==== Supplied passage

While URBN reports commitments under its Community Empowerment page, none of its race-based diversity initiatives (of which there is only 1: London Youth) are internal. Rather, URBN’s corporate strategy seems to be focused on using external partnerships to blur internal company data and contribute to a rhetoric of brownwashing, all while making no actual structural changes to its business practices.
URBN’s Storied History of GreenWashing and brownwashing:
URBN has a two-fold problem. The conglomerate is guilty of both greenwashing and brownwashing.
At a sustainability level, the conglomerate has been using corporate communication and PR to strategically avoid addressing supply chain level issues, instead focusing on marketing-based initiatives to create a false front of environmental consciousness. As a result, it si aiming to retain the demands of its consumer base without making any changes to its production cycles. This use of corporate PR is indicative of greenwashing.
URBN’s negligence of supply chain issues extends beyond simply having no formalized HR, leading to a corporate culture that largely pays no heed towards workplace issues like fair pay, health and safety, and working conditions – conditions that involve addressing representation, diversity, inclusion, and belonging.
UrbN, It’s Time to #Payup
As of 2020, URBN has continued its cycle of supply chain negligence, refusing to to #PayUp for canceled orders from the start of the pandemic. It’s an (in)action that has left garment workers in dangerously vulnerable conditions as they struggled to acquire food and shelter despite having already completed the unpaid work ordered by URBN. Paying up is the first step, the bare minimum, URBN can do to commit to worker rights, DEI, and sustainability, rather than hiding behind the work of corporate partners and wasteful marketing schemes.

========
==== Dataset entries

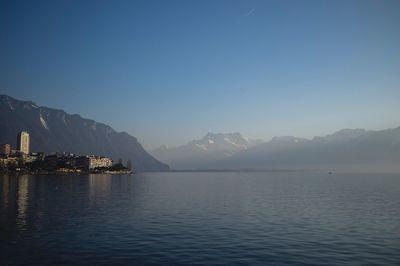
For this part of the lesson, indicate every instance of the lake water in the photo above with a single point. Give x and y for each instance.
(200, 218)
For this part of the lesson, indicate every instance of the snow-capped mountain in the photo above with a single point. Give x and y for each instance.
(199, 153)
(54, 130)
(347, 150)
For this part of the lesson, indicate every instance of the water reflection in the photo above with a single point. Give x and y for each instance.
(6, 190)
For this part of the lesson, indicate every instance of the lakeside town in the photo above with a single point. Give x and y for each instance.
(22, 160)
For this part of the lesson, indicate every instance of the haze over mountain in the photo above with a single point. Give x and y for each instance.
(198, 154)
(347, 149)
(54, 130)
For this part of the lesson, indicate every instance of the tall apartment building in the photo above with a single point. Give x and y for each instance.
(5, 149)
(23, 142)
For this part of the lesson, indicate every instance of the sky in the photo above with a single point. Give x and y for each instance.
(170, 71)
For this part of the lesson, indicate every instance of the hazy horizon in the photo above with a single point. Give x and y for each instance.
(169, 72)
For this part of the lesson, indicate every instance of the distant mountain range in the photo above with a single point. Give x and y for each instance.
(345, 150)
(199, 154)
(54, 130)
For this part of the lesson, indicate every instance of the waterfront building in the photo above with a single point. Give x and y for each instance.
(23, 142)
(5, 149)
(92, 162)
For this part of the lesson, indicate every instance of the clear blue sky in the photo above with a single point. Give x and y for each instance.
(171, 71)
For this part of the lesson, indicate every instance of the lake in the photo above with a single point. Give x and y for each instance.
(276, 218)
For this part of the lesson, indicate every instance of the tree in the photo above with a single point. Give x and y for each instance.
(129, 164)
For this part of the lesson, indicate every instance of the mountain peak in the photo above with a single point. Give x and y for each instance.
(53, 130)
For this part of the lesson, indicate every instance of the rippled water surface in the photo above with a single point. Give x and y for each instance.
(200, 218)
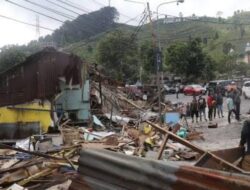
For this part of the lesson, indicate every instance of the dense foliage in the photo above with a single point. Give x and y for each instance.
(190, 61)
(117, 52)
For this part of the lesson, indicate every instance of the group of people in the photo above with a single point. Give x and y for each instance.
(197, 108)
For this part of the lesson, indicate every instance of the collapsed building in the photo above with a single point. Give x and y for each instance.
(44, 86)
(108, 133)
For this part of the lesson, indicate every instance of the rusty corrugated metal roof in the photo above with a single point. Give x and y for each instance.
(106, 170)
(38, 77)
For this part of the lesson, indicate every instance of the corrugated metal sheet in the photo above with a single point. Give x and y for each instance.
(106, 170)
(37, 77)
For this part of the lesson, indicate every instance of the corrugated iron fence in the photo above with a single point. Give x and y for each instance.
(106, 170)
(38, 77)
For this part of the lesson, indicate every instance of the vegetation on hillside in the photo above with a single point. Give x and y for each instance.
(97, 38)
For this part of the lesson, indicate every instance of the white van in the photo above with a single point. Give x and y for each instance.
(246, 89)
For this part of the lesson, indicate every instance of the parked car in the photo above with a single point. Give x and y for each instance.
(219, 85)
(194, 89)
(246, 89)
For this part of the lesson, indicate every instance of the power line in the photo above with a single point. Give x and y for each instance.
(26, 23)
(103, 5)
(34, 11)
(138, 28)
(51, 10)
(199, 19)
(73, 24)
(77, 5)
(73, 6)
(63, 7)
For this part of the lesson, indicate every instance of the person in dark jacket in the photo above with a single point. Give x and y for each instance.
(245, 139)
(202, 107)
(237, 102)
(194, 109)
(210, 106)
(219, 104)
(214, 104)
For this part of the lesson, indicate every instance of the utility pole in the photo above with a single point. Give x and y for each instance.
(37, 27)
(157, 60)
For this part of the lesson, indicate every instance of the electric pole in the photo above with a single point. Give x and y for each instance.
(157, 59)
(37, 27)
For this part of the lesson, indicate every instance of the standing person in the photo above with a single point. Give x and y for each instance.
(237, 102)
(202, 107)
(194, 109)
(230, 107)
(214, 104)
(177, 90)
(219, 103)
(210, 106)
(245, 138)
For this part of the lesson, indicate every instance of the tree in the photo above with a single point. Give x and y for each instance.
(117, 53)
(147, 59)
(189, 60)
(84, 27)
(227, 46)
(11, 55)
(216, 36)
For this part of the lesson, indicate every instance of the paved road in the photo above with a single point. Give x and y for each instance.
(245, 104)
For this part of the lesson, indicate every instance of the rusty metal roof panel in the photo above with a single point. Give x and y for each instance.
(38, 77)
(102, 169)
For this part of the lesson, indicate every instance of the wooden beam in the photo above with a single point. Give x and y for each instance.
(163, 145)
(177, 138)
(196, 148)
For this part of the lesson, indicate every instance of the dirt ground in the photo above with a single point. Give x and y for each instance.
(225, 136)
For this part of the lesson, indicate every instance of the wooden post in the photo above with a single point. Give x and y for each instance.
(196, 148)
(163, 145)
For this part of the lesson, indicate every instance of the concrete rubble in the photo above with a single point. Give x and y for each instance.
(111, 124)
(126, 126)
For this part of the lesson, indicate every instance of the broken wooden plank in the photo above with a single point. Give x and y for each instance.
(163, 145)
(4, 146)
(196, 148)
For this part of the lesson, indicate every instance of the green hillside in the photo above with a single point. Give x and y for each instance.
(81, 36)
(214, 32)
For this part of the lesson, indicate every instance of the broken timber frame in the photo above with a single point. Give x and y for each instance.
(195, 148)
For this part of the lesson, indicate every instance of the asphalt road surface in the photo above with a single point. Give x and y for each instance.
(245, 104)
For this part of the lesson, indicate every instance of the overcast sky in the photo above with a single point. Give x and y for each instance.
(15, 33)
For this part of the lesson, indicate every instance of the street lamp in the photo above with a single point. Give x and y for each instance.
(158, 53)
(232, 54)
(157, 12)
(138, 2)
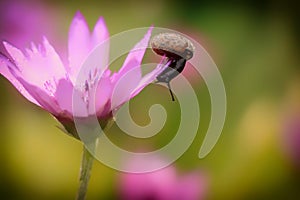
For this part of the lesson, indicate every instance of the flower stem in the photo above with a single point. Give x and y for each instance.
(85, 172)
(87, 164)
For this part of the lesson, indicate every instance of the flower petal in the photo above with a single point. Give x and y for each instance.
(42, 67)
(79, 43)
(136, 54)
(4, 70)
(63, 95)
(126, 84)
(100, 32)
(100, 96)
(149, 78)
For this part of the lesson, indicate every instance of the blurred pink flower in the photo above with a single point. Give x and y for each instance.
(40, 75)
(24, 21)
(164, 184)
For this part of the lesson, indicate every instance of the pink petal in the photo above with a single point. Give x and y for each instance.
(63, 95)
(4, 63)
(79, 44)
(42, 66)
(136, 54)
(125, 85)
(100, 96)
(149, 78)
(100, 32)
(47, 102)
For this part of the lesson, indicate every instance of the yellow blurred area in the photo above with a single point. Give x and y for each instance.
(255, 46)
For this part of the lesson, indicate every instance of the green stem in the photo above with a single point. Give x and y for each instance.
(87, 164)
(85, 172)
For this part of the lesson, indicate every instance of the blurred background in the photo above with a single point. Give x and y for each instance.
(255, 45)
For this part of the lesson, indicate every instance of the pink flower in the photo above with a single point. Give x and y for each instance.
(164, 184)
(24, 21)
(42, 78)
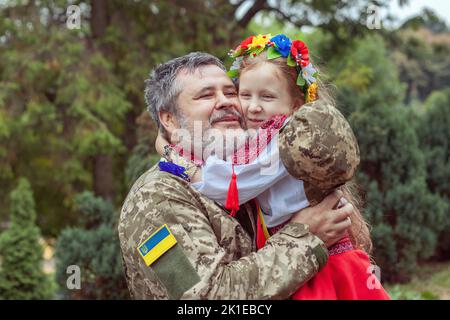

========

• _What is required_
Please repeat the part of the URBN passage above that begins with the words "URBN’s negligence of" and ends with "wasteful marketing schemes.".

• _Exercise solution_
URBN’s negligence of supply chain issues extends beyond simply having no formalized HR, leading to a corporate culture that largely pays no heed towards workplace issues like fair pay, health and safety, and working conditions – conditions that involve addressing representation, diversity, inclusion, and belonging.
UrbN, It’s Time to #Payup
As of 2020, URBN has continued its cycle of supply chain negligence, refusing to to #PayUp for canceled orders from the start of the pandemic. It’s an (in)action that has left garment workers in dangerously vulnerable conditions as they struggled to acquire food and shelter despite having already completed the unpaid work ordered by URBN. Paying up is the first step, the bare minimum, URBN can do to commit to worker rights, DEI, and sustainability, rather than hiding behind the work of corporate partners and wasteful marketing schemes.